● What the task asks:
Omit every picture while repeating the entries exactly.

start

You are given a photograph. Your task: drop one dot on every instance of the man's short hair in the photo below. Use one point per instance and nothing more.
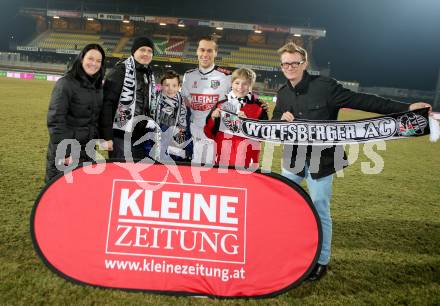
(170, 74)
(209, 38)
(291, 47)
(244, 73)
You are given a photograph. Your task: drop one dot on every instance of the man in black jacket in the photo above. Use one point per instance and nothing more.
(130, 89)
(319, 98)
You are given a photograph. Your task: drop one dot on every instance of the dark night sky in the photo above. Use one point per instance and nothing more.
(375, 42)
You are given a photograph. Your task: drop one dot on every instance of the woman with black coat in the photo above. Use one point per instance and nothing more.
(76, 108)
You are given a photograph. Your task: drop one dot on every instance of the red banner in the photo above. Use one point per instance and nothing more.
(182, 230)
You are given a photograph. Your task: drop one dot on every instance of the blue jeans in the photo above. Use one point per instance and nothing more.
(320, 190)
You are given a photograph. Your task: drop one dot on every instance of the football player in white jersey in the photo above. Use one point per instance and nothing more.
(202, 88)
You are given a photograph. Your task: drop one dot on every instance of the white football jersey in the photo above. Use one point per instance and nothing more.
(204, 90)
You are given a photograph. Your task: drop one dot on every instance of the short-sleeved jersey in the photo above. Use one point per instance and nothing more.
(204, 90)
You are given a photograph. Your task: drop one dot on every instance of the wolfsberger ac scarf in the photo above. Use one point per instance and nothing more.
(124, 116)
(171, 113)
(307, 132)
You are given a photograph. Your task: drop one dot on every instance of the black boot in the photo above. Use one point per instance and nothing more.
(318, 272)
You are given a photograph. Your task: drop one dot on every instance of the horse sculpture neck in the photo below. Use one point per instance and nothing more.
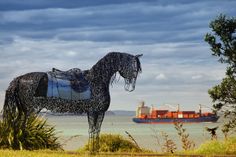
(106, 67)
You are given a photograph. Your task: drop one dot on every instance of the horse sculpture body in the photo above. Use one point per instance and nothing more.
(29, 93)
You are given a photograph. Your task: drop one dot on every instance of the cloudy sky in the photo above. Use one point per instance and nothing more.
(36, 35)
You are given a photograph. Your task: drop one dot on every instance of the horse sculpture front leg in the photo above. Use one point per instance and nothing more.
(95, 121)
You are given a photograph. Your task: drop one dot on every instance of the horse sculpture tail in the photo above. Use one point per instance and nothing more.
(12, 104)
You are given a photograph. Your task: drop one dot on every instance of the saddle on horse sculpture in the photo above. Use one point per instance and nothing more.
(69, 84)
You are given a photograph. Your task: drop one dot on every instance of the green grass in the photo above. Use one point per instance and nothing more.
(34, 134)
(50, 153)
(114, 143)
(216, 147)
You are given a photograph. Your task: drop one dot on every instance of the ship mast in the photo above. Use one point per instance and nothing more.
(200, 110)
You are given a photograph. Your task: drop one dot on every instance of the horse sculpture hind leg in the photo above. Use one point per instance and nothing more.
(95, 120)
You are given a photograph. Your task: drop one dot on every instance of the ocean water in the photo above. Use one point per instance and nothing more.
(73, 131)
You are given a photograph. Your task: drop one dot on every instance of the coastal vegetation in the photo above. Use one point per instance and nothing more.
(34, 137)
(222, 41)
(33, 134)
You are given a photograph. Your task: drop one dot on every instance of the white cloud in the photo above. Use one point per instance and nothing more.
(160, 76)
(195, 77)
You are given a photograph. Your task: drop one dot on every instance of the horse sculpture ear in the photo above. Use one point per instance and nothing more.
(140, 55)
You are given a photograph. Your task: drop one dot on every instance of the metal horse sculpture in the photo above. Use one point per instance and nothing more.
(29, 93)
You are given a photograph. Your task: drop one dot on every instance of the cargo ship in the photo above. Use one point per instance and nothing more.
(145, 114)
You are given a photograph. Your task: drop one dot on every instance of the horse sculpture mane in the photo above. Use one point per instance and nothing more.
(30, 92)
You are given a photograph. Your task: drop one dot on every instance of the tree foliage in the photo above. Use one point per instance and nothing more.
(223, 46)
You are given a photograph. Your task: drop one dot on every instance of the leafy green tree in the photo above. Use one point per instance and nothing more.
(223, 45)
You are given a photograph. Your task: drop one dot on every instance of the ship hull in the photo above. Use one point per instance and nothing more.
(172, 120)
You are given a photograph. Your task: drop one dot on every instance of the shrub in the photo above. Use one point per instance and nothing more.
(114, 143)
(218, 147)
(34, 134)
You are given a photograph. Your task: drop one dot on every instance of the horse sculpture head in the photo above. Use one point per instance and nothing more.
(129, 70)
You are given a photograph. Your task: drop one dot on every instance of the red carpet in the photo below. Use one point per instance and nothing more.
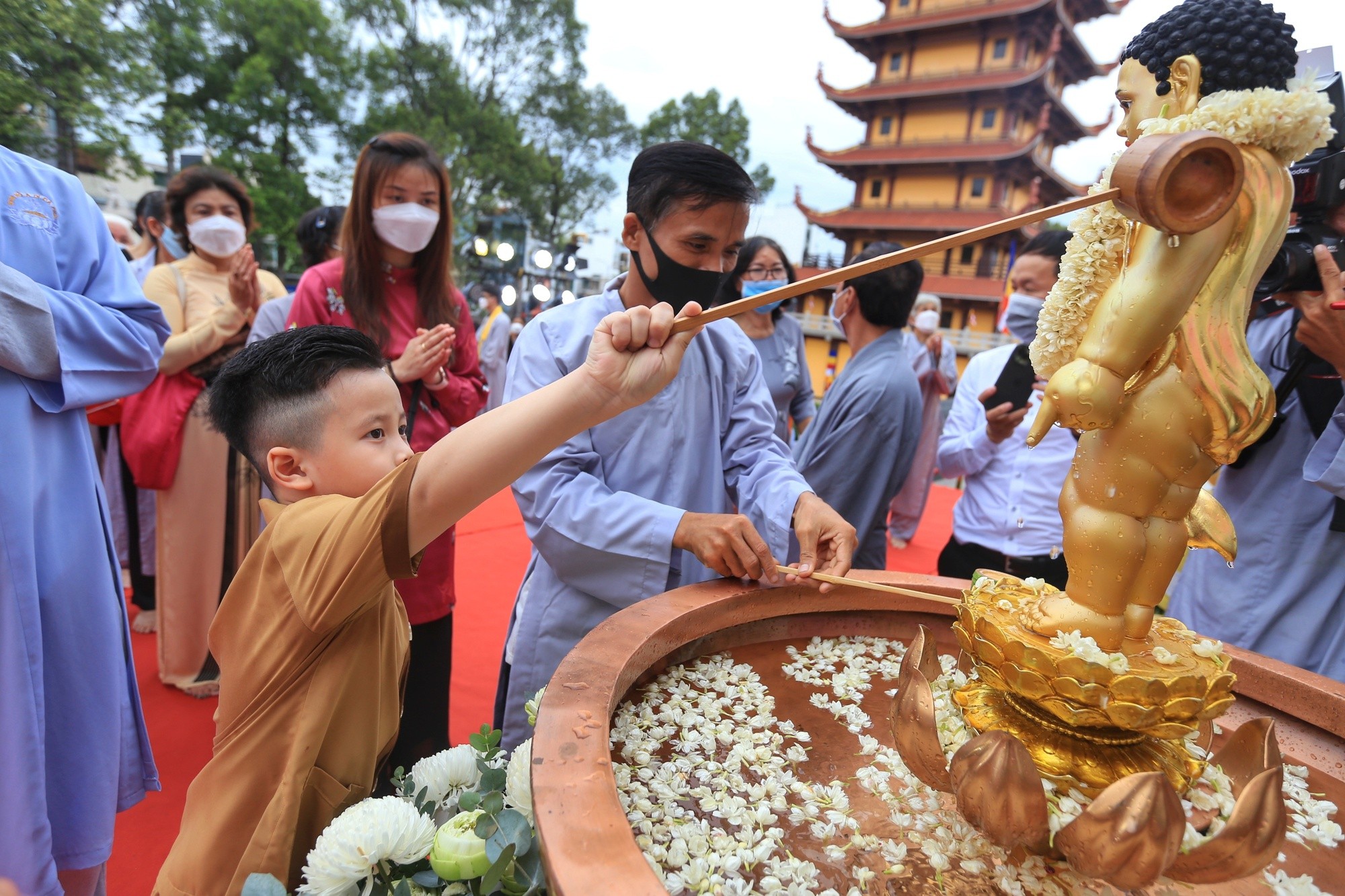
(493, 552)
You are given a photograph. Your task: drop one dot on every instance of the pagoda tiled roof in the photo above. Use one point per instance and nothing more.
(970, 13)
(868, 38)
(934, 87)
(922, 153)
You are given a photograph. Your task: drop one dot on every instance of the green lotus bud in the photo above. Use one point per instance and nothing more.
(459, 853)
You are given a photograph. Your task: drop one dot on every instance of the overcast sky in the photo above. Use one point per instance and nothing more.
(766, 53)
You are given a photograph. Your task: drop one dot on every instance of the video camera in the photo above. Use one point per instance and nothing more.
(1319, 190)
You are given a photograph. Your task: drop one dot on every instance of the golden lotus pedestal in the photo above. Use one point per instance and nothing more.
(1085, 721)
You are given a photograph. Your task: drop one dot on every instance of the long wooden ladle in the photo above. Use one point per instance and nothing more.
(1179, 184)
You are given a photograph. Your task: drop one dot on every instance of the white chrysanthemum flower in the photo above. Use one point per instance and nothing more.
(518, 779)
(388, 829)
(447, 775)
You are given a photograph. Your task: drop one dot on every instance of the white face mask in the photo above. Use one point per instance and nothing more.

end

● Written response:
You are given a photograph. Your task: drop one dot on every instance of the man's short hair in the photo below. Use one point per instance and nothing more.
(170, 74)
(209, 38)
(291, 47)
(244, 73)
You are given a photograph. Your task: drop one dot on every instance of the man in black jacket in the photo above. Use one point per instance and nothing more.
(130, 89)
(319, 98)
You are given a photograph. Your task: drop one dot on every instance of the dark night sky in the photo above. Use one point per instance and nothing more.
(375, 42)
You are given a photograph. Your task: drop one dot on every instance of the woman with black coat in the photo above. Use one point per instance and nothing more.
(76, 108)
You are given a photograph. Your task: drop one dot on every instance of the red banner in the photo above. Use one point per instance and nothing more.
(182, 230)
You are given a photograph. Your task: drop one dot on every instance of the blue jeans in the photo above. Use one point per instance and nothing more.
(320, 190)
You are given a photograph. Your task: drop one dot on every instance of the football player in white jersey in the photo above. Use one point per instance and nothing more.
(202, 88)
You are given a photograph. Your task: drop one dot on every instance of the white football jersey in the photo above. Use one point per instance and nothing more.
(204, 90)
You are given a photograph. Your task: drop one dot on every instance of the short-sleeved jersey in the photo above. Use one point per instance and nothing more.
(204, 90)
You are given a photograph. Your task: drop one dot on every instance of the wolfsberger ac scarf in the photo above. Use one point per instance and nothing more.
(124, 116)
(171, 113)
(307, 132)
You are given a photograph. Your task: drop one dot on every instance of the black boot in the photo above. Use one point per instance and nothing more.
(318, 272)
You are given a photograph. Your task: drop one dot on every instance of the horse sculpture neck in the photo below. Use one point per instance and nothing more.
(106, 67)
You are given a photograph. Your task: drop one dot on every instance of the horse sculpture body in the photo above. Use one point per instance and nothing more.
(29, 93)
You are given a photograph. Your task: drop one dot on every instance of the cloudy sky in the photo above. Use one point per instance and nothing more.
(36, 35)
You are given a photograph. Your task: drop one dot on every instance of the horse sculpture front leg in the photo above. Use one point per instance and nothing more.
(95, 121)
You are given a photograph. Your task: drop one dot on every instance of the horse sculpture tail in the photo above. Use one point per instance and nothing more.
(12, 104)
You are given a photograph. Your task: drop one dot on every instance of the saddle on horse sculpture in the photo above. Use one point per instance and nothing more.
(69, 84)
You are given a photograph. Your task: drop one dot on every instance of the green grass in the photo above. Use one point per instance and nothing more.
(34, 134)
(50, 153)
(114, 143)
(216, 147)
You are given a photograph. Your task: drop one dot on every instance of the ship mast in the photo above. Use one point per instance and nothing more.
(200, 110)
You are given a photograph. Your task: drop one dot on every instance of the horse sculpture hind leg in the photo above. Use one point per instance and nothing more.
(95, 120)
You are given a photograph. Your task: drop one dot on every instance of the ocean water in the photo above. Use one point per instance and nothing more.
(73, 131)
You are given a photograph. Your task: drop one dot on every instance of the coastal vegetation in the photo above. Use one point per instance and nothing more.
(34, 137)
(222, 41)
(33, 134)
You are given a photograph. Your task: drop one dot on every instance of the white cloud in the photo above. Use one point per instance and nothing more.
(160, 76)
(195, 77)
You are given a photograph. Your task: drop one dot on every instance of the horse sculpture ear in the photo above. Use one point per instance and nothing more.
(140, 55)
You are given a photograph. Your task: drop one dot on every instance of the metal horse sculpture in the photo above. Use one point per instance and nothing more.
(29, 93)
You are given a photograph. Your task: drop one dot on every instance of the cargo ship in the photo above. Use one point per instance and nothing more.
(145, 114)
You are given a photograph. Your task: drop one dot on every instance of the horse sculpture mane in the photo above. Use one point per instance and nothing more.
(30, 92)
You are given a photograph. Your task: drop one dot on every instance of the tree foliage in the photo above. Use one point per instance and nothing more.
(223, 46)
You are given a photograph. Your task: drop one dot on every instance of the leafy green tree in the photo above. Use one point per instance and nothing more.
(223, 45)
You are given a photograph. Your task: drop one dot on every instance of the ship hull in the photo above. Use one point per instance and nothing more.
(172, 120)
You are given a photograph. Your task: drop one dot on every instance of the shrub in the photo above. Use one point per instance and nothing more.
(114, 143)
(218, 147)
(34, 134)
You are given a photograph. Your task: drop one dot on every instance of the horse sculpture head in the photo above. Use one point per instance and nothing more.
(129, 70)
You are given a photograph. Your task: drop one dot on every instance of the red carpet in the photo below. Use one point per instance and nothing more.
(493, 552)
You are given a photograph. Your task: drop one dot on every instance of the pagoda tiled roof in the photo above. Use one point per instance and nothing more.
(970, 13)
(868, 38)
(934, 87)
(922, 153)
You are given a photograph. Your task: drop one dot on every instance of the green lotus bud in the photo above. Use one point per instance and nothing more.
(459, 853)
You are given a photograph. Your task: drop one dot on every instance of the overcast sky in the photo above. Use one point per instance and nothing more.
(766, 53)
You are given a photograph. Your task: drop one dot on every instance of the video camera in the photo above. Use one point per instance and nothing more.
(1319, 190)
You are given a photograph. Your task: drop one dot on every instance of the golden lotus pedestal in the photo above. Use one point per instance and nothing more.
(1085, 721)
You are given a photograph. Your task: drop one dot on every instance of the long wooden ladle in the photo above. Use one point per instance and nothing more.
(1179, 184)
You are given a photograph. Your task: drop one dot on every instance of the white chrysanthemum flower in the photo above. Use one point per instance and nothing more.
(518, 779)
(388, 829)
(447, 775)
You are given a photograph. Your task: drop one dot on every instance of the white face mask in the photo above. Use one point per instance and nothing more.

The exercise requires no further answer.